Arsenic is a well-documented toxin and human carcinogen. Arsenic trioxide (As2O3) has been used with deadly effect throughout history as a poison because it is tasteless, colorless and odorless.
A small pea-sized piece (<150 µg) can be fatal.
Because the symptoms of acute arsenic poisoning—headache, diarrhea, vomiting—are similar to cholera or food poisoning, the fact that a person had been poisoned often went undetected. This aspect, coupled with the wide availability of the compound, made arsenic trioxide very popular for discrete poisonings from the Middle Ages until the end of the 1800s. Long-term exposure of consumers to even low levels of arsenic via drinking water consumption has more recently been linked to an increased risk of skin, prostate, lung and bladder cancers, as well as diabetes, circulatory disorders and tremors.
Arsenic naturally occurs in groundwater throughout the world due to the presence of arsenic-bearing minerals in the aquifers. Although pure arsenic minerals, such as orpiment (As2S3), are not particularly abundant, arsenic is found as a trace component in many common primary sulfide minerals, such as iron pyrite, and is often associated with iron oxides and hydroxides. As a consequence, groundwater contains dissolved arsenic, usually at parts per billion or micrograms per liter (µg/L) levels.
Federal and state agencies do not monitor water quality in private wells.
This means that private well owners are responsible for the quality and safety of their well water. All groundwater and surface water contain dissolved compounds, some of which are more hazardous than others. The U.S. Environmental Protection Agency (EPA) regulates the concentrations of a number of contaminants in drinking water, both natural and anthropogenic, to protect human health. These primary contaminants can be biological, such as bacteria or viruses; inorganic chemicals, such as arsenic, lead and nitrate; and organic chemicals, such as insecticides, herbicides, fuel additives and solvents.
The EPA also sets recommended maximum levels for a number of secondary contaminants that are generally not deemed a significant health risk, but can make water less desirable for domestic use. Secondary contaminants include calcium and magnesium (hardness), iron, manganese and hydrogen sulfide, which primarily impact the odor, taste and color of water. For years, the U.S. home water treatment market has primarily focused on reducing the levels of secondary contaminants, making water aesthetically pleasing but not addressing the adverse health risks that can be caused by primary contaminants.
Between one and two million private wells in the U.S. are out of compliance for arsenic, which presents a significant health risk to consumers. Only recently, in January 2006, the EPA reduced the maximum allowable concentration of arsenic in drinking water to 10 µg/L from the existing 50 µg/L.

Referring expression data:
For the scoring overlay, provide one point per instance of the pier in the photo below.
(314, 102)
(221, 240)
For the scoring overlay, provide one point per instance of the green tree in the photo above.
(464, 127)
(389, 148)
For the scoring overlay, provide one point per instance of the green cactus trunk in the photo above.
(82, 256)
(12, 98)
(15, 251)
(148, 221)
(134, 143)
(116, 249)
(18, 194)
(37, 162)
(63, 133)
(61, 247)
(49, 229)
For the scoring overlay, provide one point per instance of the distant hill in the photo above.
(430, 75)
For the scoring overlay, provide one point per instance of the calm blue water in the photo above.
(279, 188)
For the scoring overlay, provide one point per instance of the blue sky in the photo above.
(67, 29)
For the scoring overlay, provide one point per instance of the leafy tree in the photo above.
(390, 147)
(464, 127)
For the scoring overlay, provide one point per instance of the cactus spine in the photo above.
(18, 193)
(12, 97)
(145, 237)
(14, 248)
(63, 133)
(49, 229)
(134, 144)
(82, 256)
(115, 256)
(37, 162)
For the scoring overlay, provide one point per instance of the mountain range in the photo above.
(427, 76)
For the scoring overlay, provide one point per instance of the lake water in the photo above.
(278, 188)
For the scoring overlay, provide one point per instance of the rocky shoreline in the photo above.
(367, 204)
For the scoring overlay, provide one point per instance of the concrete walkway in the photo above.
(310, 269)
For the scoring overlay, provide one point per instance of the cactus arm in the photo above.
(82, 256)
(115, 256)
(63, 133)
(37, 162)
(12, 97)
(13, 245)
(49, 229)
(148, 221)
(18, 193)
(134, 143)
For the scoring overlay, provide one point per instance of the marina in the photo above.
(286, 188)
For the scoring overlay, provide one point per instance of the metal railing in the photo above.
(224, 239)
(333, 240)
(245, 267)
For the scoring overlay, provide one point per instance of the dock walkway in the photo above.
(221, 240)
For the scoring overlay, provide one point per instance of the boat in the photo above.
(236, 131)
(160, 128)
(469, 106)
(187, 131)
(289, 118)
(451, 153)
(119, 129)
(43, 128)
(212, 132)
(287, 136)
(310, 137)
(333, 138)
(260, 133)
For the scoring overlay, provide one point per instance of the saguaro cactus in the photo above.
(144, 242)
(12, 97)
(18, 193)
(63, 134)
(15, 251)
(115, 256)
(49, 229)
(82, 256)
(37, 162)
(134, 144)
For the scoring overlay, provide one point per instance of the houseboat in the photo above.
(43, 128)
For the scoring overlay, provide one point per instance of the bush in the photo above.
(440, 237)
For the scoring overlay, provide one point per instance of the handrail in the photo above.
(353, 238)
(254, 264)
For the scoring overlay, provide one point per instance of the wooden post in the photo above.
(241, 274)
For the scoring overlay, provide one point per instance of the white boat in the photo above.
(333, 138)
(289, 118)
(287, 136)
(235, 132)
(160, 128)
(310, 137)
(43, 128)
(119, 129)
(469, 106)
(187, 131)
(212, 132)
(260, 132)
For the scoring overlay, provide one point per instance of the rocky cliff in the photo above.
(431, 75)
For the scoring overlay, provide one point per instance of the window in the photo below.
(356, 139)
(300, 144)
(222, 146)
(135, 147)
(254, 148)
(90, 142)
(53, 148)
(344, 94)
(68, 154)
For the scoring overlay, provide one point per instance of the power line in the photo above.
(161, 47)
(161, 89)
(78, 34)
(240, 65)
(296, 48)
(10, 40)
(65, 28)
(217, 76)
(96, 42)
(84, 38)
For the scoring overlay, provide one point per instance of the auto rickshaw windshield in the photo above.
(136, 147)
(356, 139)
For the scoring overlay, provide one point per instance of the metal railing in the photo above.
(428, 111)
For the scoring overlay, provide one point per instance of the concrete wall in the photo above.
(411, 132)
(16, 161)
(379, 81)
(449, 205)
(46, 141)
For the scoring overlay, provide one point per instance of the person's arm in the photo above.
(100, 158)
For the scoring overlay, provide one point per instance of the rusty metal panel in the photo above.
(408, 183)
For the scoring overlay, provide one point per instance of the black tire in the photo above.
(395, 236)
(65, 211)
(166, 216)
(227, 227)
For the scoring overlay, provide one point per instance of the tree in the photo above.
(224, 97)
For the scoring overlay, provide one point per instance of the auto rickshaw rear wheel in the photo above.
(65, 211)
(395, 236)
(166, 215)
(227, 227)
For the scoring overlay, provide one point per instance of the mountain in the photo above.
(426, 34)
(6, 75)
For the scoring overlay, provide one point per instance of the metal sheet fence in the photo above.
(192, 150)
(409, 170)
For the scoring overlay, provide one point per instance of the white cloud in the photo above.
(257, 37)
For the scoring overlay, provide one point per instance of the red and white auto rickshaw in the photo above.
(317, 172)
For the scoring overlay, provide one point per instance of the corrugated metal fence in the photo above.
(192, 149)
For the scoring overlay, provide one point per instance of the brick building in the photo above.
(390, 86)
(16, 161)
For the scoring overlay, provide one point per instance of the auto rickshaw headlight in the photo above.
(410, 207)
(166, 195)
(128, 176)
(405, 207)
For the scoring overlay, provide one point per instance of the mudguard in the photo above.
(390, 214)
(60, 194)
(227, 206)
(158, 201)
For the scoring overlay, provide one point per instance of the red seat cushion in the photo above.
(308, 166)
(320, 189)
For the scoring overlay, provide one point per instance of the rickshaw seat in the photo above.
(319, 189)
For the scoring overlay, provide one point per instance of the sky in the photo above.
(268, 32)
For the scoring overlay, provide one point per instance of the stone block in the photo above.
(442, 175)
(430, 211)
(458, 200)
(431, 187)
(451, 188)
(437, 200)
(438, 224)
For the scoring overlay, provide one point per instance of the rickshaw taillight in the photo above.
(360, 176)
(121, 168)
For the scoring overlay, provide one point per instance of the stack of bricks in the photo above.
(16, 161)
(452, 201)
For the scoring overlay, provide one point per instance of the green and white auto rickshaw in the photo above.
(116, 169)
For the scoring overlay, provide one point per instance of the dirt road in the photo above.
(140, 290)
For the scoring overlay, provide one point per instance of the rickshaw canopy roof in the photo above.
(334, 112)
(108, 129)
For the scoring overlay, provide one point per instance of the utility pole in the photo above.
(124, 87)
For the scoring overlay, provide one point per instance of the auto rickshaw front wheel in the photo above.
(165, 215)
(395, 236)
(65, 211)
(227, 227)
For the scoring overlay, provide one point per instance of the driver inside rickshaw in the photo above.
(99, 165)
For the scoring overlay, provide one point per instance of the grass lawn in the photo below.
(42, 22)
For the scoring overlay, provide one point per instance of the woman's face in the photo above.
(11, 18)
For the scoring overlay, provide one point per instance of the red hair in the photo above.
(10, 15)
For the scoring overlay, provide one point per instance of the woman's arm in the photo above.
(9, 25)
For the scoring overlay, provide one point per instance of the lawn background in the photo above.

TASK REQUIREMENTS.
1. Edit a part of the arsenic text: begin at the words "Federal and state" and stop after "additives and solvents.", replacing "hazardous" with "harmful".
2. Which cancers does the arsenic text link to long-term exposure to low levels of arsenic in drinking water?
The entries have no connection to the arsenic text.

EXPECTED RESULTS.
1.
Federal and state agencies do not monitor water quality in private wells.
This means that private well owners are responsible for the quality and safety of their well water. All groundwater and surface water contain dissolved compounds, some of which are more harmful than others. The U.S. Environmental Protection Agency (EPA) regulates the concentrations of a number of contaminants in drinking water, both natural and anthropogenic, to protect human health. These primary contaminants can be biological, such as bacteria or viruses; inorganic chemicals, such as arsenic, lead and nitrate; and organic chemicals, such as insecticides, herbicides, fuel additives and solvents.

2. Skin, prostate, lung and bladder cancers.